Supplied information -
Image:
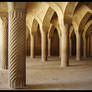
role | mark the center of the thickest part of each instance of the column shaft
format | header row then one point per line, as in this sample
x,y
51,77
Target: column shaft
x,y
70,46
84,48
78,46
16,49
49,46
65,48
60,47
3,43
44,47
32,46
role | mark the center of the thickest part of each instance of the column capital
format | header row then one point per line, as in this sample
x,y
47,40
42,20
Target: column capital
x,y
16,6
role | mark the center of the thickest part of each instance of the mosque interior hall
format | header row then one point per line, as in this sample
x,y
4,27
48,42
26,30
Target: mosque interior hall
x,y
45,45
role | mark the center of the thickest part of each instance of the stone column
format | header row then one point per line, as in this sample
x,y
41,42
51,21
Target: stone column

Work to be completed - Copy the records above line for line, leaving out the pictures.

Solution to the problem -
Image:
role | mark the center of the thickest part of each instance of the column shaft
format | header row then one point per line, as in this sample
x,y
51,77
Target: column shaft
x,y
70,46
84,48
78,46
16,49
49,46
65,48
60,47
3,43
44,47
32,46
role | mark the center of the thickest part of each instance of the column capital
format | header row then one point per line, as in this sample
x,y
47,40
42,20
Target: column capital
x,y
16,6
role | mark the center of the thickest part of each instance of the mosque interior hall
format | header row then one point per line, as in this sample
x,y
4,27
48,42
26,30
Target: mosque interior hall
x,y
45,45
role | mark the center of the thickest part of each instance of the stone column
format | header row then one point per line, as in this sample
x,y
41,42
51,21
Target: stone column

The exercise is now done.